> _GIVEN REQUEST_
Report every line in the material below that contains the word "bark", copying each such line in full.
*** DATA PROVIDED ***
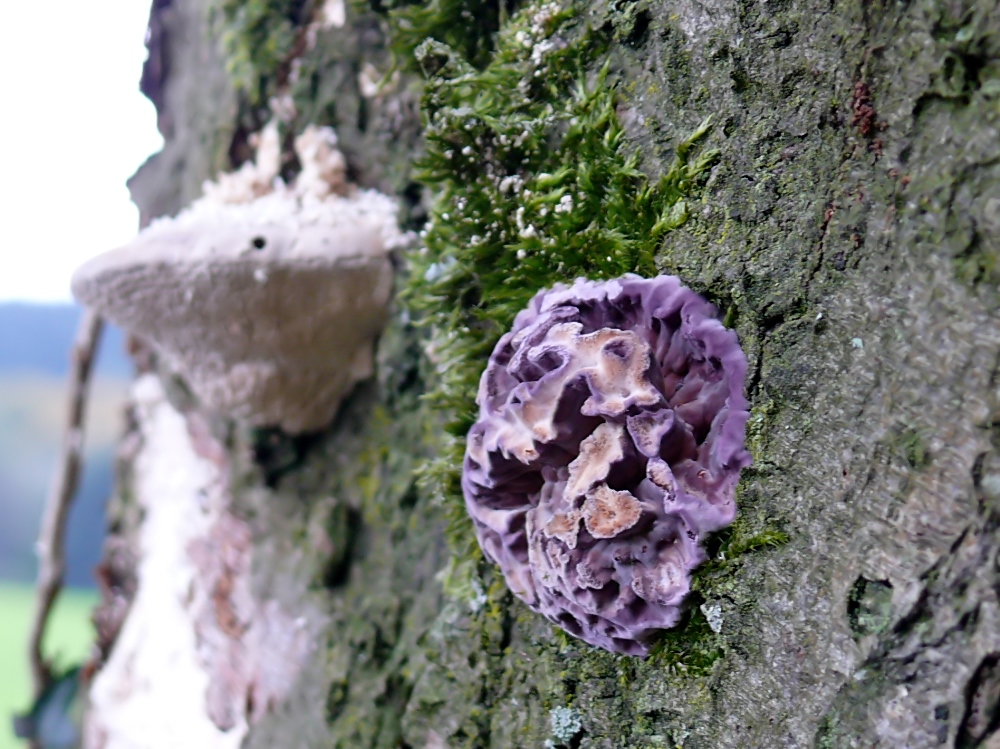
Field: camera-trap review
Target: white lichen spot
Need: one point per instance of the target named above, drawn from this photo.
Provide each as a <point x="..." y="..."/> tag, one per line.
<point x="565" y="723"/>
<point x="713" y="613"/>
<point x="333" y="14"/>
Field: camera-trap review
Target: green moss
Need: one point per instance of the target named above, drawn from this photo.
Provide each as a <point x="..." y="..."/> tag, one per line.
<point x="258" y="38"/>
<point x="534" y="185"/>
<point x="467" y="26"/>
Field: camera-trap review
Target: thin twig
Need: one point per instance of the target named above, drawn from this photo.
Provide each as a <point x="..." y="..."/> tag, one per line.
<point x="51" y="540"/>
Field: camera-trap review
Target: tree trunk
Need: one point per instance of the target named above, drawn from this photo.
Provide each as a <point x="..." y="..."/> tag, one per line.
<point x="850" y="232"/>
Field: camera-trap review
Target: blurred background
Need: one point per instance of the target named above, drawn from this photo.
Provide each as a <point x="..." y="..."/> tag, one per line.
<point x="75" y="127"/>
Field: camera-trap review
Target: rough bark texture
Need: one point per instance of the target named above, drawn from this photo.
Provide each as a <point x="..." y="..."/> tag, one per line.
<point x="851" y="231"/>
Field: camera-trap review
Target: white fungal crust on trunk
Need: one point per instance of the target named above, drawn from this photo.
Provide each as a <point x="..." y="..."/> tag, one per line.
<point x="265" y="297"/>
<point x="199" y="658"/>
<point x="151" y="692"/>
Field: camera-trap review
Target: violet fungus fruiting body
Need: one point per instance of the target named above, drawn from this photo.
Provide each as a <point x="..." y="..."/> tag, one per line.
<point x="609" y="443"/>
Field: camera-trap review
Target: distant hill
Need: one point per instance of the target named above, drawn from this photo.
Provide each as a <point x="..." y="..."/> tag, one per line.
<point x="37" y="337"/>
<point x="34" y="360"/>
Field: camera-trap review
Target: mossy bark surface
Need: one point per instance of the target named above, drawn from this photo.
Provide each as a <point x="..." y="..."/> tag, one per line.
<point x="849" y="230"/>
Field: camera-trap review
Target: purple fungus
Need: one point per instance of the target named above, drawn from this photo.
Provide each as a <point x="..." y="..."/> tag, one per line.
<point x="609" y="442"/>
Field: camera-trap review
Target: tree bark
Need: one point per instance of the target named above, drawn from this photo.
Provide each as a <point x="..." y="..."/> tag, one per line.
***
> _RESPONSE_
Target: rough bark texture
Target: mossy bark surface
Target: tree bark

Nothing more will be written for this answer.